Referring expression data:

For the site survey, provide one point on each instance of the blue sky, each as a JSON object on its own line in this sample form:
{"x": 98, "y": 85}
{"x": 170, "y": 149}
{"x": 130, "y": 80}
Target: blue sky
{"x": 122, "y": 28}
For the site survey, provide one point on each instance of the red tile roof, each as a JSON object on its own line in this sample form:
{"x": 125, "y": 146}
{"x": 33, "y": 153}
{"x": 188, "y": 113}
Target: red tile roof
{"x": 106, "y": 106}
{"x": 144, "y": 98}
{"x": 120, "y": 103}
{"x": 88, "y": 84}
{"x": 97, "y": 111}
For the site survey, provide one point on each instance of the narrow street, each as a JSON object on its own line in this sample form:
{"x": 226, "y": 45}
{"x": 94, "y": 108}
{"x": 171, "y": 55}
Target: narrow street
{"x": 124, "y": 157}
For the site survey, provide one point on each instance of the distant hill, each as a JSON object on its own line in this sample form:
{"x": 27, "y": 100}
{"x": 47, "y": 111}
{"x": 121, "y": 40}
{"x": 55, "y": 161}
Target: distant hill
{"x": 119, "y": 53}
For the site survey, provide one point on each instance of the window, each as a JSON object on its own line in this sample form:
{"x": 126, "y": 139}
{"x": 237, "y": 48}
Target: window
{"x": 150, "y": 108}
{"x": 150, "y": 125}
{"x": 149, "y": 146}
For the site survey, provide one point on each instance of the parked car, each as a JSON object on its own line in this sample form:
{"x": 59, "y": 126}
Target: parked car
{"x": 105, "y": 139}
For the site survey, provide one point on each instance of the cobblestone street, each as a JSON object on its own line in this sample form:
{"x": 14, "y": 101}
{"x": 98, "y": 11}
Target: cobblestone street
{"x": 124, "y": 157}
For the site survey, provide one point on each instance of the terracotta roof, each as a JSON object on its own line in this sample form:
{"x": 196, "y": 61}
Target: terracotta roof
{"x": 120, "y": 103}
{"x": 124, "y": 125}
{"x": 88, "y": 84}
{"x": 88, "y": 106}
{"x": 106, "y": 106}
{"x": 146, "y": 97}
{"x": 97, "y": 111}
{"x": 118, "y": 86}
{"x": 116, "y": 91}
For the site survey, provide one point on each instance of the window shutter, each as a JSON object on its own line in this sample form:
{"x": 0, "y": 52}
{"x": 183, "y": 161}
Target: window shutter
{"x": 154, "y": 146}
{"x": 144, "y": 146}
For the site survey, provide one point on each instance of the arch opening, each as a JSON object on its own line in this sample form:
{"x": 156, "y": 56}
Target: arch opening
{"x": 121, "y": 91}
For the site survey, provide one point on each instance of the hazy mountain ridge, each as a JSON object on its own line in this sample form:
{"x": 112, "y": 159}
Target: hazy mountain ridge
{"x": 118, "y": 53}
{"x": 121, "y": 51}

## What you need to do
Your answer must be the line containing "Target: arch opening" through the last line above, copied exactly, with nothing added.

## Exercise answer
Target: arch opening
{"x": 121, "y": 91}
For the site survey, provide one point on each instance of the hazy mountain ridge, each as a JSON object on its own line in this sample form:
{"x": 112, "y": 159}
Target: hazy mountain ridge
{"x": 118, "y": 53}
{"x": 121, "y": 51}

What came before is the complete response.